## TAREFAS A CUMPRIR:
**A.** Responda a estas perguntas sobre o texto a respeito de Edilaine Rech:
(i) Em que mês e ano vai acontecer a Copa Brasil?
(ii) Qual é a profissão de Edilaine?
(iii) Por quanto tempo ela ficou na cadeira de rodas depois do acidente?
**B.** Segundo o texto sobre Edilaine Rech, por que ela passou alguns anos morando em casas de diferentes famílias?
**C.** Retome o texto sobre Edilaine Rech a partir da última frase apresentada.

## TEXTO DE ESTUDO:
+++++

O foco de Edilaine atualmente é a Copa Brasil, que acontecerá em março de 2017. "Será a primeira marcha de 50 km feminina realizada no Brasil. Eu vou participar e quero baixar meu tempo", afirma. Ela acredita que terá duas concorrentes, uma de Santa Catarina e outra de Brasília. "São poucas, mas o importante é começar e aos poucos consolidar nosso espaço." 

Com os feitos, a atleta espera agora aumentar a divulgação da marcha atlética e incentivar os investidores a olharem também para o atletismo. "Eu só pude ir a Londres graças a ajuda de particulares. Sem o auxílio do meu treinador Samir Sabadin, e de outros amigos patrocinadores, não teria conseguido nada. Sou professora de História e vivo do meu salário. A bolsa para atletas que eu recebia está atrasada há 14 meses", conta. 

Nascida em 8 de março, Dia Internacional da Mulher, ela acredita que não foi coincidência ter esta data como seu dia de aniversário. "Na história do atletismo as mulheres sempre tiveram que lutar para ganhar espaço e mostrar sua capacidade. Desta vez não foi diferente. Nos últimos anos meu foco não era obter recordes na marcha dos 50 km, mas consolidar mais esta conquista feminina no esporte."

Rubia Pimenta/Divulgação - Edilaine Rech (de óculos escuros) não busca mostrar apenas o potencial da mulher na marcha atlética, ela usa o esporte também para mudar a vida de muitos jovens

A vida como prova de superação

Natural de Santa Mariana, Edilaine Rech tem mais que feitos esportivos para contar: sua vida é uma prova de superação. Aos quatro anos ela sofreu um grave acidente com queimaduras. "Brincava com meu irmão de fogueira e meu vestido pegou fogo", lembra. A pele da canela e posterior da coxa literalmente colaram, fazendo com que Edilaine tivesse que ficar dois anos na cadeira de rodas.
"Foi cerca de um ano na UTI e, depois, um longo tratamento, com cirurgias e fisioterapia, para ir aos poucos conseguindo estender a perna. Quando voltei para a escola, andava com os joelhos flexionados e tinha cicatrizes grandes nas pernas. Sofri muito bullying, fui uma criança isolada", lembra.

Na mesma época de seu acidente, Edilaine sofreu uma grande perda. "Minha mãe saiu de casa, abandonando a mim e meus cinco irmãos. Ficamos sozinhos com meu pai", conta. Como o pai trabalhava em propriedades rurais distantes, Edilaine ficou alguns anos morando em casas de diferentes famílias.

+++++

## SEGMENTO DE DADOS:
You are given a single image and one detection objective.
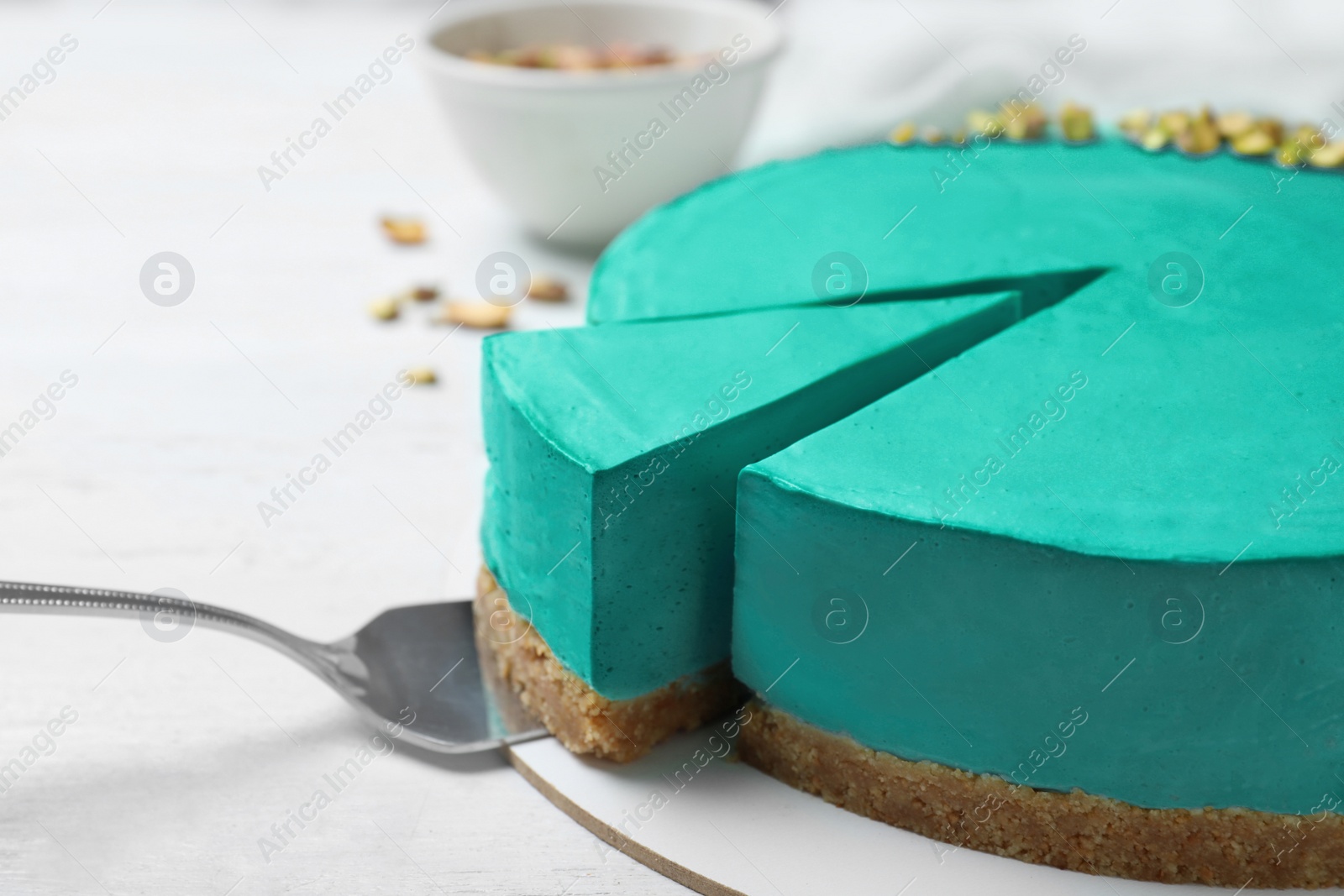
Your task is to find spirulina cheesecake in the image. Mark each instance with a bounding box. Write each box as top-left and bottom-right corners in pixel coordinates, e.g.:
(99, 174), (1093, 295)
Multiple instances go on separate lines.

+++++

## PROBLEMAS RESOLVIDOS:
**A.**
(i) Em março de 2017.
(ii) Professora de História.
(iii) Dois anos.

**B.** A mãe saiu de casa e abandonou Edilaine e os cinco irmãos, que ficaram sozinhos com o pai. Como o pai trabalhava em propriedades rurais distantes, ela foi morar em casas de outras famílias.

**C.**
Perto dos 10 anos a garota já conseguia caminhar normalmente e mudou-se para Cornélio Procópio. Aos 12 passou a viver definitivamente com o pai. "Ele foi meu grande incentivador no esporte. Os médicos haviam recomendado que praticasse algum exercício. Como eu gostava de esportes individuais, optei pela corrida".

Foi em Cornélio que ela teve contato com a Marcha Atlética, por conta de uma atleta da cidade. "Eu a via marchando e achava lindo. Disse ao meu treinador da época que queria praticar, mas ele não deixou. Dizia que quem treinasse marcha não servia para nada. Mas eu fiquei apaixonada, e acordava 6h para treinar escondida", lembra.

Ela participou da primeira competição de Marcha Atlética aos 17 anos, sem o conhecimento do treinador. "Era um campeonato estadual e fiquei em 2º lugar. Quando voltei com a medalha, o diretor do projeto determinou que eu treinasse a marcha".

A partir de então ela teve de vencer um dos maiores desafios de sua vida: usar shorts. "Eu não vestia nada curto, pois tinha vergonha das minhas cicatrizes, que eram muito evidentes. Mas a marcha tem que ser feita de shorts, pois a calça esquenta e atrapalha o movimento. Eu me vi então num dilema: o amor pelo esporte ou o meu complexo por conta das minhas cicatrizes".

Ela não teve dúvida e optou pela marcha. "Eu passava na rua treinando e as pessoas ficavam olhando. Aos poucos fui superando tudo e passei a encarar com naturalidade. Essas cicatrizes são parte da minha história e ajudaram a me tornar a pessoa que sou hoje".

Ela diz que sua trajetória lhe fortaleceu, trabalhando o espírito de superação, essencial para as competições. "A marcha de 50 km exige muito mais do que técnica e preparo físico de alto nível, é preciso também grande autocontrole. Talvez todas essas marcas, no fim, tenham me dado o diferencial psicológico e físico que me possibilitaram concluir essa prova tão penosa.